WRITTEN REQUEST —
Lay out the listing below as a Markdown table with the columns "No." and "Text": one row per line, numbered in order, with blank lines skipped.

GIVEN RECORDS —
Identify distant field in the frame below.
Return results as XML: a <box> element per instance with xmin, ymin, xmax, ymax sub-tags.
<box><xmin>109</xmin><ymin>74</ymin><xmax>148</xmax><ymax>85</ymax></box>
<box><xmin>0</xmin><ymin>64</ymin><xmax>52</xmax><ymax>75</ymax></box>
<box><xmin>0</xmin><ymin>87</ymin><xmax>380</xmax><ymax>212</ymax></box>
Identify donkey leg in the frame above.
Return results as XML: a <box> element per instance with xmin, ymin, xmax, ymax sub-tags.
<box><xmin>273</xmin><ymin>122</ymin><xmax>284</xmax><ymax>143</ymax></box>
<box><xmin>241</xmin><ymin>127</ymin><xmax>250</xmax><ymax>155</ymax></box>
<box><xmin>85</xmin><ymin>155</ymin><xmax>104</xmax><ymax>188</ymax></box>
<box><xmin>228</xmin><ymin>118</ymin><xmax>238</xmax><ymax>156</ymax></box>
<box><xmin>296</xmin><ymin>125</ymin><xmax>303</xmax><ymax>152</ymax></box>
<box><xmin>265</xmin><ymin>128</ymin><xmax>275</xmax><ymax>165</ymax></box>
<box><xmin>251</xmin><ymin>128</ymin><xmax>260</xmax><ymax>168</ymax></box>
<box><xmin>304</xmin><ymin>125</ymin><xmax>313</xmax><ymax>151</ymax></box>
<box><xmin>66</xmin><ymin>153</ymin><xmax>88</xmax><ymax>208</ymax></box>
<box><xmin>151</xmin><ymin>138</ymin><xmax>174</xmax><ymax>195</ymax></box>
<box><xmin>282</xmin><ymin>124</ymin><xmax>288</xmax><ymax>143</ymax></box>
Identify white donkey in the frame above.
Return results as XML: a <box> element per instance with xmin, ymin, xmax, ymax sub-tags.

ANSWER TO THE EXERCISE —
| No. | Text |
|---|---|
| 1 | Identify distant field in the frame below. |
| 2 | Return results as XML: a <box> element per instance with xmin, ymin, xmax, ymax sub-tags. |
| 3 | <box><xmin>109</xmin><ymin>74</ymin><xmax>148</xmax><ymax>85</ymax></box> |
| 4 | <box><xmin>0</xmin><ymin>64</ymin><xmax>52</xmax><ymax>75</ymax></box> |
| 5 | <box><xmin>0</xmin><ymin>87</ymin><xmax>380</xmax><ymax>212</ymax></box> |
| 6 | Identify donkey leg in the frame above. |
| 7 | Return results as XML: a <box> element per instance with xmin, ymin, xmax, ymax sub-tags. |
| 8 | <box><xmin>273</xmin><ymin>122</ymin><xmax>284</xmax><ymax>143</ymax></box> |
| 9 | <box><xmin>241</xmin><ymin>127</ymin><xmax>250</xmax><ymax>155</ymax></box> |
| 10 | <box><xmin>85</xmin><ymin>155</ymin><xmax>104</xmax><ymax>188</ymax></box> |
| 11 | <box><xmin>228</xmin><ymin>118</ymin><xmax>238</xmax><ymax>156</ymax></box> |
| 12 | <box><xmin>296</xmin><ymin>125</ymin><xmax>303</xmax><ymax>152</ymax></box> |
| 13 | <box><xmin>265</xmin><ymin>128</ymin><xmax>275</xmax><ymax>165</ymax></box> |
| 14 | <box><xmin>251</xmin><ymin>128</ymin><xmax>260</xmax><ymax>168</ymax></box> |
| 15 | <box><xmin>304</xmin><ymin>125</ymin><xmax>313</xmax><ymax>151</ymax></box> |
| 16 | <box><xmin>66</xmin><ymin>153</ymin><xmax>88</xmax><ymax>208</ymax></box> |
| 17 | <box><xmin>151</xmin><ymin>138</ymin><xmax>174</xmax><ymax>195</ymax></box> |
| 18 | <box><xmin>282</xmin><ymin>124</ymin><xmax>288</xmax><ymax>143</ymax></box> |
| 19 | Identify white donkey in the frame above. |
| 20 | Return results as XML: a <box> element per instance with xmin, ymin, xmax, ymax sub-tags. |